- STATED GOAL -
In the rows below, output as a numbered list everything from the line containing "the car grille" down to the line containing "pixel 299 166", with both of those lines included and blank lines left out.

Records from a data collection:
....

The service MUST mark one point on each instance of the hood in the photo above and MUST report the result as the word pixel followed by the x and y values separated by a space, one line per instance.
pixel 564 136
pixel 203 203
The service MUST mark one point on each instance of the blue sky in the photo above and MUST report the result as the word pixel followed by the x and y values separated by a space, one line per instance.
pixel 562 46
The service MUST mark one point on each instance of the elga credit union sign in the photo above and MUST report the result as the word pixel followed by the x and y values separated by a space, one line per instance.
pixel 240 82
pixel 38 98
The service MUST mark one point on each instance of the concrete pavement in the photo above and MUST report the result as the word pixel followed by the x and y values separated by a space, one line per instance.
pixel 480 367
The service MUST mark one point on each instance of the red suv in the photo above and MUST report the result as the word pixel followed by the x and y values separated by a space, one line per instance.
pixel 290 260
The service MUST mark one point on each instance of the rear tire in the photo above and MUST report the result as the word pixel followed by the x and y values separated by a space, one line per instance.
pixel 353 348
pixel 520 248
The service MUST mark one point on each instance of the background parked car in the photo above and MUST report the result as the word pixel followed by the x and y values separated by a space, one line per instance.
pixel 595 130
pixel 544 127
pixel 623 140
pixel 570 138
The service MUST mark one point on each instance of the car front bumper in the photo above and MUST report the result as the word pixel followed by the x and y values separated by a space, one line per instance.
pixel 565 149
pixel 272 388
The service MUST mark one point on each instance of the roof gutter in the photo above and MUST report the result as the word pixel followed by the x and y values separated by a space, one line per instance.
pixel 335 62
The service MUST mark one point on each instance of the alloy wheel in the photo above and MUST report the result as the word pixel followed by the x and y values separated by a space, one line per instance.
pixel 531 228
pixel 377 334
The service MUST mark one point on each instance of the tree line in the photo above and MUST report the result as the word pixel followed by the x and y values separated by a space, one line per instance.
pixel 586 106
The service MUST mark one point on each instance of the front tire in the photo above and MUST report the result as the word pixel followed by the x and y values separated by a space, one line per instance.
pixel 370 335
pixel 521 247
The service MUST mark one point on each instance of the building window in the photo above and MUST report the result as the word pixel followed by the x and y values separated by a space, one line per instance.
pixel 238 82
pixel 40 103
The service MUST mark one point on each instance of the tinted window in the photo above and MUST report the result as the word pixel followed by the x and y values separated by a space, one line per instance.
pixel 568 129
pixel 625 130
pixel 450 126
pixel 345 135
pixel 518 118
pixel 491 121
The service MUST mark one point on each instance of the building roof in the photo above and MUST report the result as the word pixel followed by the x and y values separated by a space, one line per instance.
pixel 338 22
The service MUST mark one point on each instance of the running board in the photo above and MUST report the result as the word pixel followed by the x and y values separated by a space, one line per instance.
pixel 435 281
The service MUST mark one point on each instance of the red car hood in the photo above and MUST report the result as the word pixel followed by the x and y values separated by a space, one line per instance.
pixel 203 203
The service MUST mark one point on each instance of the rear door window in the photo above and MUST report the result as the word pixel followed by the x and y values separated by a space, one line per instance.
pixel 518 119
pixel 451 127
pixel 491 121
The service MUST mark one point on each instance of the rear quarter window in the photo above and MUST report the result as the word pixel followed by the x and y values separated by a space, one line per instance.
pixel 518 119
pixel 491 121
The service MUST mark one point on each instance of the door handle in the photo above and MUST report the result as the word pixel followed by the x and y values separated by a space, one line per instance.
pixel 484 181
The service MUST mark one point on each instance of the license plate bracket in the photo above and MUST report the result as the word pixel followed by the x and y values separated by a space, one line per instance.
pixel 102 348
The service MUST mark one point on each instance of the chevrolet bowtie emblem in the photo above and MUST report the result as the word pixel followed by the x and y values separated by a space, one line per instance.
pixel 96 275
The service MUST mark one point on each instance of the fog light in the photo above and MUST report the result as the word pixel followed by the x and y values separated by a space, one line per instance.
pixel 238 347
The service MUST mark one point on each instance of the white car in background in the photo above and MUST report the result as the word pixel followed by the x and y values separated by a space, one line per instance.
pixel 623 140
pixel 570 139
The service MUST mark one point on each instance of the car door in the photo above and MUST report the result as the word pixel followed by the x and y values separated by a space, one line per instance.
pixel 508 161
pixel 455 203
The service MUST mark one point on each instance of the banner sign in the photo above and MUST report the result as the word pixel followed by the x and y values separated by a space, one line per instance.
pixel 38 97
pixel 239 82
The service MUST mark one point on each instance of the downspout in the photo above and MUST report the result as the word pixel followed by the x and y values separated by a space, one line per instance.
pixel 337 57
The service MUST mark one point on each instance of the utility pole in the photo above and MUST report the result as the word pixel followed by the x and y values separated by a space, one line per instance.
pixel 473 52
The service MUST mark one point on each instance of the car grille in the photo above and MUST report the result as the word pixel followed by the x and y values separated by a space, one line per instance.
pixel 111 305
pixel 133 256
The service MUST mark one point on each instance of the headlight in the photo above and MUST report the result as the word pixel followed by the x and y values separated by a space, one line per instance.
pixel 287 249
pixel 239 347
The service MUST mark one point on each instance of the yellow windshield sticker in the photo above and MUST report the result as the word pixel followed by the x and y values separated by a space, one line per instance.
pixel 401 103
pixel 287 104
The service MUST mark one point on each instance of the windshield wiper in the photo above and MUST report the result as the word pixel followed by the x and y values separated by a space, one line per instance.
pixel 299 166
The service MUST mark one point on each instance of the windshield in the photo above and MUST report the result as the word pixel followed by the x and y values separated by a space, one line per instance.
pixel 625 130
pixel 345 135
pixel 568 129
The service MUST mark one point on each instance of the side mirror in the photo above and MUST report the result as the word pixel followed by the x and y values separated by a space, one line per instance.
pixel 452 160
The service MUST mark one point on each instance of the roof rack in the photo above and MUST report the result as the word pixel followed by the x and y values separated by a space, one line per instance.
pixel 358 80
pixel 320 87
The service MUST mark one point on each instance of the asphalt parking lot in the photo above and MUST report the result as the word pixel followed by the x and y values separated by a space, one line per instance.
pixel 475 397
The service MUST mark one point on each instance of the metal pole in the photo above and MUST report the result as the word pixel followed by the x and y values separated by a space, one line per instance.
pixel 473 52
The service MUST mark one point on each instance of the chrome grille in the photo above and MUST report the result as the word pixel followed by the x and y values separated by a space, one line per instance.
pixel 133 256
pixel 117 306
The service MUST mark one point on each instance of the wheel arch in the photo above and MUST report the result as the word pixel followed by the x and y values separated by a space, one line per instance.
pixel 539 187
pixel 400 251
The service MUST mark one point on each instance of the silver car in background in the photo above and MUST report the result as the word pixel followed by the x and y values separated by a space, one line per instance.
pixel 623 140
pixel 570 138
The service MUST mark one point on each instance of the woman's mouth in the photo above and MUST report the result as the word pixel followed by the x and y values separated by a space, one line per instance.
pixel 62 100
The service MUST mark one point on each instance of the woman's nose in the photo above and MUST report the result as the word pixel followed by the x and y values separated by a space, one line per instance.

....

- ANSWER FOR THE TASK -
1. The service MUST mark one point on each instance of the car grille in the photo above and MUST report the result as the word pixel followed by the x and y values separated by a space, one line per instance.
2. pixel 111 305
3. pixel 133 256
4. The service MUST mark one point on each instance of the headlight in the photo above and MUST report the result as the word pixel followed by the x and y values separated by a space, one line per instance.
5. pixel 287 249
6. pixel 239 347
7. The service MUST mark one point on each instance of the yellow windshield sticker in the photo above and MUST report the result as the word pixel followed by the x and y values separated by a space, one line per instance.
8. pixel 401 103
9. pixel 287 104
10. The service MUST mark one point on each instance of the windshield wiper in the photo above and MUST report the result as the word pixel followed by the x and y values separated by a space, one line per instance.
11. pixel 299 166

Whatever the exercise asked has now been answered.